__Entries__
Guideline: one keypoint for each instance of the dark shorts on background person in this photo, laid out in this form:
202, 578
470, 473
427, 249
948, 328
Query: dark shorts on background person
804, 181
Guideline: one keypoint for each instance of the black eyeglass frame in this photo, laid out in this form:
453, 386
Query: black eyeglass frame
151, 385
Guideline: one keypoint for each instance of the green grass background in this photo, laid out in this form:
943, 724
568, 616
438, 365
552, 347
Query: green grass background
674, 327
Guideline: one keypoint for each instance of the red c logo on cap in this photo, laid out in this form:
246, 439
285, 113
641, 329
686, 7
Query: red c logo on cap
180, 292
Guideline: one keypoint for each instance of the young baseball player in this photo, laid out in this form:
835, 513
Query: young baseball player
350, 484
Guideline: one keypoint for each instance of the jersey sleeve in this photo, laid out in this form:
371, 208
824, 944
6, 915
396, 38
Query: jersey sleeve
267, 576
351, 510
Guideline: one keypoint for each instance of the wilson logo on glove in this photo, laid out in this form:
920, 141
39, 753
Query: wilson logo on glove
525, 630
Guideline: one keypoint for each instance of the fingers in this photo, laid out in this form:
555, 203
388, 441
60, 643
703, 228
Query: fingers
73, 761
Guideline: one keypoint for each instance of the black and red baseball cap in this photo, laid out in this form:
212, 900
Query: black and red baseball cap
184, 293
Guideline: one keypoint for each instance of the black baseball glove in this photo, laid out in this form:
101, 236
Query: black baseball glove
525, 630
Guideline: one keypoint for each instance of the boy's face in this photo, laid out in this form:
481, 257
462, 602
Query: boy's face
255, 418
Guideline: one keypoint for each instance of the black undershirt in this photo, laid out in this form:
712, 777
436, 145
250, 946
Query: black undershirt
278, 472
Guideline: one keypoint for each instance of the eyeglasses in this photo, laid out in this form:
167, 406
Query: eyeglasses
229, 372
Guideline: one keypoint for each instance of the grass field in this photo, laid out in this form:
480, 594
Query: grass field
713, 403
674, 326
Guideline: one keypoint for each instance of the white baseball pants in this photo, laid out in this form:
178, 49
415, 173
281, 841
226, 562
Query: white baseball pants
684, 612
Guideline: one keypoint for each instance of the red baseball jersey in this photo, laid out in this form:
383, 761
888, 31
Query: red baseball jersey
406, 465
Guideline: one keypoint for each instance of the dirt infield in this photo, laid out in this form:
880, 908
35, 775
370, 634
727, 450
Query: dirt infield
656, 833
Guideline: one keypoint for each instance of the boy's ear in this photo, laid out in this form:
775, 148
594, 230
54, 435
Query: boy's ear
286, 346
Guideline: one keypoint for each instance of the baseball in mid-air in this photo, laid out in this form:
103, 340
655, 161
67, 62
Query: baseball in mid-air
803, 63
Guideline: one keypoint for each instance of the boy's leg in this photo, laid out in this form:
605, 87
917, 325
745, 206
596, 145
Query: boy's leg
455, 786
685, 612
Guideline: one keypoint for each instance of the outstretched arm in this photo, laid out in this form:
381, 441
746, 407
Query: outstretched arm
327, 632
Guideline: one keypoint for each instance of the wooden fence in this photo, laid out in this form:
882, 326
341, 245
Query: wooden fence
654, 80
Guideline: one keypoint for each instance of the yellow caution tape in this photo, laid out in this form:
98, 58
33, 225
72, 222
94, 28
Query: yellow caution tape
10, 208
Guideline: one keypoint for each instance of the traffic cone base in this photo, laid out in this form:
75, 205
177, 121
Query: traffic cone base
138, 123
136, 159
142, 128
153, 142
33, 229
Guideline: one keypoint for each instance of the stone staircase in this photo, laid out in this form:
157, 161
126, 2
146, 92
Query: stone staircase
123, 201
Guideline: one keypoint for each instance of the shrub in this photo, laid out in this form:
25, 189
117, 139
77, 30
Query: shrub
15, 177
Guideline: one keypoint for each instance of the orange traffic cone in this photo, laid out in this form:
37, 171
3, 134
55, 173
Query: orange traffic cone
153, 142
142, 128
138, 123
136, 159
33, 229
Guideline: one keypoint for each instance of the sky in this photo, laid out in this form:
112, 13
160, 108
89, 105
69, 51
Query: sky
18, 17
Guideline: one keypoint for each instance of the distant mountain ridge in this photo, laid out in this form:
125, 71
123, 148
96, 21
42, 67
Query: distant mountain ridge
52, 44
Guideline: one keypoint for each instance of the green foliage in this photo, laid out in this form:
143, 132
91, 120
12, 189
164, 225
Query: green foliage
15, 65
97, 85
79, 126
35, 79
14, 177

...

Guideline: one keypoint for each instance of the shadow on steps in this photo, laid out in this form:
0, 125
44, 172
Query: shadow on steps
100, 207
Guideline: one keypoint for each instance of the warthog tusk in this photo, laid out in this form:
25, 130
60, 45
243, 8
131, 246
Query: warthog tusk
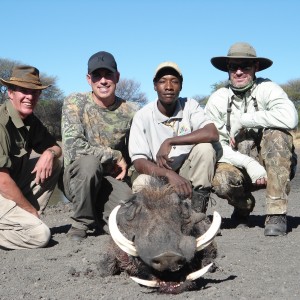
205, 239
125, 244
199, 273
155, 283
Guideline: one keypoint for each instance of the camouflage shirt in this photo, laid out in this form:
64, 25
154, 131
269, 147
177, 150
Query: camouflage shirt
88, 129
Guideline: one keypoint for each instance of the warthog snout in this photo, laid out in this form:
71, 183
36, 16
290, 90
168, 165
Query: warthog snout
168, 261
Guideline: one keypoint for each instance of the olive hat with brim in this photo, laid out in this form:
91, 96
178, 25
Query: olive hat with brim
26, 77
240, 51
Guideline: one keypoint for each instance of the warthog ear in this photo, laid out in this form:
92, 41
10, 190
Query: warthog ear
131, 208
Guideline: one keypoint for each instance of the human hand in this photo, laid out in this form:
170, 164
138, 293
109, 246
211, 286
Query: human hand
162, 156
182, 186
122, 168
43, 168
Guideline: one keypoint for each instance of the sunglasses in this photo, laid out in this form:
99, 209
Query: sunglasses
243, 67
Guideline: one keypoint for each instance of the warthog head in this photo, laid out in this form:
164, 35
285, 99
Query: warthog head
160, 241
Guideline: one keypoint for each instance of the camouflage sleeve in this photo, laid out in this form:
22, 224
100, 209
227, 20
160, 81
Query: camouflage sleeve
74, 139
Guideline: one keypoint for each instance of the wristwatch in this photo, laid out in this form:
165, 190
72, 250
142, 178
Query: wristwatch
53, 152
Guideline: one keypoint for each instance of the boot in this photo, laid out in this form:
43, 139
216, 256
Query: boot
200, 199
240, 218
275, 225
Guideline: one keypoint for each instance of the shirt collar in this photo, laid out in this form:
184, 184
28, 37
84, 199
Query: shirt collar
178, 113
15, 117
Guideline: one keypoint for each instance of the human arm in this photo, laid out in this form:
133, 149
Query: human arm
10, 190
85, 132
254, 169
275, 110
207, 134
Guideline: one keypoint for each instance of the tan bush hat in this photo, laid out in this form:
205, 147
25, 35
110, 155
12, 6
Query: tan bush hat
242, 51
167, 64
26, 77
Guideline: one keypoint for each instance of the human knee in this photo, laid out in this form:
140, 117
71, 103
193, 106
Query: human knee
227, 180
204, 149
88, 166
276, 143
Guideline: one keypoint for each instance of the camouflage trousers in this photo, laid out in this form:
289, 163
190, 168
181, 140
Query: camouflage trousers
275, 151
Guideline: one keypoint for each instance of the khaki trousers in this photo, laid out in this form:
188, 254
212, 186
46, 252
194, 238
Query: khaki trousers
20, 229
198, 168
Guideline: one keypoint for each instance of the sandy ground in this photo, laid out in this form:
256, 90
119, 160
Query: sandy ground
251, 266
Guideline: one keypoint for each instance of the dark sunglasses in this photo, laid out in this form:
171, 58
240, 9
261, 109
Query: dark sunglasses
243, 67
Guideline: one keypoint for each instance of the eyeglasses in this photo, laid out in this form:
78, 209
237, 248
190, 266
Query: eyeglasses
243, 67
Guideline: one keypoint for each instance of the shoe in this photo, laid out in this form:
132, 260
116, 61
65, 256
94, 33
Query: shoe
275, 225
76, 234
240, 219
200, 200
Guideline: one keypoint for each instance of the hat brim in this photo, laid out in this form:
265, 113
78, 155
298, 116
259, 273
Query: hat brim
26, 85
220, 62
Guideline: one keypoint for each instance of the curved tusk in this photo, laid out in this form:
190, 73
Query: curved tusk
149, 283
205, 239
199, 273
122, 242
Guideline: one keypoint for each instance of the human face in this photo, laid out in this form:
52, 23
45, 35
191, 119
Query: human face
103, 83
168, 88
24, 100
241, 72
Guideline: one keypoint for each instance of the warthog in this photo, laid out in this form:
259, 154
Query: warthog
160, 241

__Work required__
Find each line in the items above that contains the string "snout", and copy those lines out in full.

__Exercise result__
Guideline: one keypoint for each instance of the warthog snout in this photo, laid out in this form:
Query: warthog snout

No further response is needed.